--- Begin Input material ---

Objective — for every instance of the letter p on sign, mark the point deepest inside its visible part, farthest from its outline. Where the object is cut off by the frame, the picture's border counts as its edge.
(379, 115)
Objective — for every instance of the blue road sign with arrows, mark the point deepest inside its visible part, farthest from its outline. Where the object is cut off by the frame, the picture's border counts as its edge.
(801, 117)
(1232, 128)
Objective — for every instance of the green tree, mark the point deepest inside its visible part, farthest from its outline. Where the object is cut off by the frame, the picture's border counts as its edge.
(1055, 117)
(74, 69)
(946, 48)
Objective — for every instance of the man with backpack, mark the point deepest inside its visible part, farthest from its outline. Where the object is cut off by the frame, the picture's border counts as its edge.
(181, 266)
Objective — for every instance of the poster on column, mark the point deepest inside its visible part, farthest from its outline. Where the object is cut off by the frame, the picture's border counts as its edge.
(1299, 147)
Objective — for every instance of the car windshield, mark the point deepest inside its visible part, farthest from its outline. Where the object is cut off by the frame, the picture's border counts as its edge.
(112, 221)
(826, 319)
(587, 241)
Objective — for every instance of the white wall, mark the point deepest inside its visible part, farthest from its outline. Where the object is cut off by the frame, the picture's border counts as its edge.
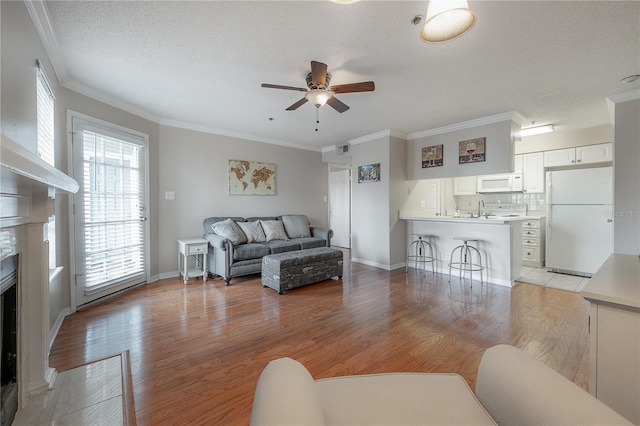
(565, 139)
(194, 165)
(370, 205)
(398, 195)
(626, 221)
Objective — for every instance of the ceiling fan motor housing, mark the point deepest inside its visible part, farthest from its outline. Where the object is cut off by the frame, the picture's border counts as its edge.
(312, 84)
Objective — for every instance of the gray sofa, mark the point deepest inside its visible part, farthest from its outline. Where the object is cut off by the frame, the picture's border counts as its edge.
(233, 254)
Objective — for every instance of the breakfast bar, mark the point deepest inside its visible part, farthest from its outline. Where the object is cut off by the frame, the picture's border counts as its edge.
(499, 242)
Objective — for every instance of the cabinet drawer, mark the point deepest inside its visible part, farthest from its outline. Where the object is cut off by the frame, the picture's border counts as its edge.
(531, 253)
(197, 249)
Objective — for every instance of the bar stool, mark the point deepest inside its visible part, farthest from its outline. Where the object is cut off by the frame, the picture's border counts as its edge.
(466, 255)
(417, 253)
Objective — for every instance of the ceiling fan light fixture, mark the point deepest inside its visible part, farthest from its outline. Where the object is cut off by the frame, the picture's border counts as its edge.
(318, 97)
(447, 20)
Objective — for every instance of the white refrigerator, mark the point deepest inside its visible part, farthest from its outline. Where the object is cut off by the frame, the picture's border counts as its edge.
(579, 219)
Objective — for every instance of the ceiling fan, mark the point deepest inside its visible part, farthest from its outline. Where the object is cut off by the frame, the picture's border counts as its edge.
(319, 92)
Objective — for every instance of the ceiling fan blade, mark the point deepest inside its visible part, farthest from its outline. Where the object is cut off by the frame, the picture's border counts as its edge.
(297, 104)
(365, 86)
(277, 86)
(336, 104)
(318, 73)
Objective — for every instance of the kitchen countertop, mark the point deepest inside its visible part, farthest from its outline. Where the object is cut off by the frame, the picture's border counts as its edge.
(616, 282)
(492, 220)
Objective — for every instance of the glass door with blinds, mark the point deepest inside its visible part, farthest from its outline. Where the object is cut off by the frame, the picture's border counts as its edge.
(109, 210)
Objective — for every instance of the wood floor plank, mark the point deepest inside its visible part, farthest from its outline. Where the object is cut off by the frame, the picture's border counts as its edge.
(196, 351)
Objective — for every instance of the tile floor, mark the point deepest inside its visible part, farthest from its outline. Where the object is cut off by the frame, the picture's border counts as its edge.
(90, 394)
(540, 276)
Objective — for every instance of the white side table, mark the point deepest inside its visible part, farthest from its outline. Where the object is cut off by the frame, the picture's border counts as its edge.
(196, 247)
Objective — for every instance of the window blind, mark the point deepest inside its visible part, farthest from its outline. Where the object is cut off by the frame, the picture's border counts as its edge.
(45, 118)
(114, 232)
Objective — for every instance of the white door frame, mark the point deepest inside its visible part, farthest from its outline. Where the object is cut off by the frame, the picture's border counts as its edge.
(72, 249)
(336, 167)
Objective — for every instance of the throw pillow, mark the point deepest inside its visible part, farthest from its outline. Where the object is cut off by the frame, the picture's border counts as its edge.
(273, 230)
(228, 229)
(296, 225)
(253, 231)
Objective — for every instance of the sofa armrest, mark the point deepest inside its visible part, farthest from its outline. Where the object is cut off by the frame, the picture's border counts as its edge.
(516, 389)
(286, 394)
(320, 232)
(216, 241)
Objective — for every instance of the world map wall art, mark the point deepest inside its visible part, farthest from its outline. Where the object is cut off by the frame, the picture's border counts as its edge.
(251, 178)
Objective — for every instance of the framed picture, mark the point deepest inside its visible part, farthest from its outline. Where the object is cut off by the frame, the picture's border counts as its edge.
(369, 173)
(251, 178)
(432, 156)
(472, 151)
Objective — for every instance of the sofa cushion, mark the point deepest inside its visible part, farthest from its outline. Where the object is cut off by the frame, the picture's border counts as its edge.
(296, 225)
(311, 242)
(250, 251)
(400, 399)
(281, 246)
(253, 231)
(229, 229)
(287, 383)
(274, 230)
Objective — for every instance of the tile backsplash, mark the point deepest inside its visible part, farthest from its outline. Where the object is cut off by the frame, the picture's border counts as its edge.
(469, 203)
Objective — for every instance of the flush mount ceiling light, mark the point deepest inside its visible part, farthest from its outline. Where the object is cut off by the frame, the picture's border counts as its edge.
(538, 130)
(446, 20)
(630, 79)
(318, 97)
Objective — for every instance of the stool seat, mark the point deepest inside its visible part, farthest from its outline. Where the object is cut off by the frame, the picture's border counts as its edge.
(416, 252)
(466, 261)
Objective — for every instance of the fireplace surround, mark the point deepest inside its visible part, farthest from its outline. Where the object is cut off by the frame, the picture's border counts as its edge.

--- End Input material ---

- [Set exercise]
Repeat the listing verbatim. Skip the pictures.

- [Reply]
Objective — for every instance of the letter p on sign, mark the point deepest inside its visible part, farthest from its outline. Where the object is cut off by the frame, the picture's border counts as its edge.
(379, 115)
Objective — for every instance of the blue road sign with arrows, mark the point deepest inside its visible part, farthest from its outline. Where the object is cut off by the frame, the picture's border counts as its edge.
(801, 117)
(1232, 128)
Objective — for every instance of the green tree, mark the point deepest inside its visible part, farthest from its outline. Where the object is cut off by the frame, the picture's border counts as its edge.
(1055, 117)
(74, 69)
(946, 48)
Objective — for every instance of the man with backpack, mark the point deepest inside its visible part, farthest from its outline. Where the object is cut off by the frame, the picture's border counts as its edge.
(181, 266)
Objective — for every instance of the poster on column, mark the point deepest inside its visible part, farthest from its outline. Where the object is cut off by the frame, the picture's border counts as its edge.
(1299, 147)
Objective — for every instance of the car windshield, mark the point deepest inside its visible part, farthest from its outline. Where the object is cut off by the frame, the picture's border counts as its edge.
(112, 221)
(826, 319)
(587, 241)
Objective — for every instance of the white wall, mark the point deepest inside its visible part, farthest from its outline. Where the object is cut off by the frame, the picture's border counts as its edge.
(565, 139)
(194, 165)
(370, 205)
(398, 195)
(626, 221)
Objective — for every instance of the ceiling fan motor housing, mark the point deepest inside its visible part, farthest from its outline. Where the object is cut off by the frame, the picture's border counts as its edge.
(312, 84)
Objective — for every instance of the gray sofa, mark the point deepest inside its visible part, farthest from its outline. Where the object is cut off by the frame, the picture's border counts as its edge.
(233, 254)
Objective — for every instance of the breakfast bar, mark the point deepest inside its visible part, farthest from its outline. Where the object is cut off by the frame, the picture's border counts as its edge.
(499, 242)
Objective — for every instance of the cabinet drawer, mark the point deepest inside its visible part, farthest from its outline. Where the object is cut off by the frame, the picture's border counts as its edge.
(531, 253)
(197, 249)
Objective — for every instance of the bar stool, mark the point deepest inside its visible part, farthest from its outline. Where the object is cut off by the frame, the picture's border counts as its edge.
(466, 255)
(417, 253)
Objective — for every instance of the ceiling fan light fixture, mark the point deepest inside its visible part, farthest from its outline. Where the object is cut off by the frame, the picture's border counts as its edge.
(318, 97)
(447, 20)
Objective — for every instance of the white refrigerator, mark the point deepest inside its visible part, farthest from its outline. Where the object is cut off by the frame, the picture's border counts as its edge.
(579, 219)
Objective — for every instance of the ceiling fan, mark the point deepest inside its visible part, farthest from its outline. Where the object is cut off by the frame, the picture's border counts as its edge.
(319, 92)
Objective — for every instance of the ceiling fan blade, mark the point deepest inside its visible part, farthest from its outline. Where the object is cut off by the frame, the picture's border counts as its edge.
(297, 104)
(365, 86)
(277, 86)
(336, 104)
(318, 73)
Objective — for every instance of the kitchen countertop, mark the point deepest inside its visible part, farthest from its outline. Where the object is cut off by the frame, the picture's border counts as its edge.
(616, 282)
(492, 220)
Objective — for every instance of the glass door with blinds, mark the point deepest inside its visible part, farthest from its outline. Where the object is cut off by the frame, the picture's border counts as its edge.
(109, 210)
Objective — for every instance of the wood floor plank, mark the point deepest inside its visible part, farthest from its outline. Where the object is cut off by the frame, the picture's border counts as its edge.
(196, 351)
Objective — for every instance of the tile floor, mark the point deepest inside its visible part, farthest from its outline. Where the object is cut off by the frame, the picture's border counts as its edge.
(90, 394)
(540, 276)
Objective — for every instance of the white side table, mark the point deepest inside its visible part, farthest from its outline. Where the object is cut off by the frame, the picture's border counts as its edge.
(196, 247)
Objective — for every instance of the window blind, mark the point deepest inside its visible part, farthest from its outline. Where the object is cut off by the frame, the picture's border counts as its edge.
(45, 118)
(114, 232)
Objective — for every instance of the white door frame, mark the point deepest inside its visible part, farthest from its outline. Where the object is cut off by the frame, the picture's border counts as its edge.
(72, 249)
(336, 167)
Objective — for every instance of the throw pillow, mark the point deepest inside its visible part, farthest from its outline. Where the object is cut off by the frame, the picture's border counts as its edge.
(273, 230)
(228, 229)
(296, 225)
(253, 231)
Objective — for every instance of the sofa armrest, mark the point deepest inside its visible part, farthest from its outline. Where the object is cut off by the frame, the picture's border counts as its edge.
(516, 389)
(286, 394)
(320, 232)
(216, 241)
Objective — for every instance of the world map wall art, mark the point deepest inside its visible part, farthest from its outline. Where the object is cut off by the frame, the picture's border counts as its edge.
(251, 178)
Objective — for every instance of the framed picture, mark the point deepest inside its visible part, farthest from its outline. Where the object is cut off by the frame, the picture's border counts as its edge.
(369, 173)
(251, 178)
(432, 156)
(472, 151)
Objective — for every instance of the sofa cushion, mark the point deepest inside its visible part, farthest from its outline. Where the object is cut off by the frame, the picture's border counts as its edge.
(296, 225)
(311, 242)
(250, 251)
(400, 399)
(281, 246)
(253, 231)
(229, 229)
(287, 383)
(274, 230)
Objective — for every instance of the tile backsplash, mark the point deepest inside its visible part, farthest from its outline. Where the object is cut off by the frame, the picture's border counts as its edge.
(469, 203)
Objective — for every instance of the flush mount ceiling light, mark the point deepest inside its visible part, farthest from its outline. Where the object is cut off by the frame, the picture's border counts as its edge.
(538, 130)
(446, 20)
(630, 79)
(318, 97)
Objective — for every instance of the stool seat, mark the point deepest inside its visible part, farthest from its outline. Where the object is cut off by the frame, the picture's border counts as its edge.
(416, 252)
(466, 261)
Objective — for every instance of the fireplace surround, mark the point deepest inside its visible part, farthest from its outline. Where the object is cut off by the frame, the picture's border counts as its edge.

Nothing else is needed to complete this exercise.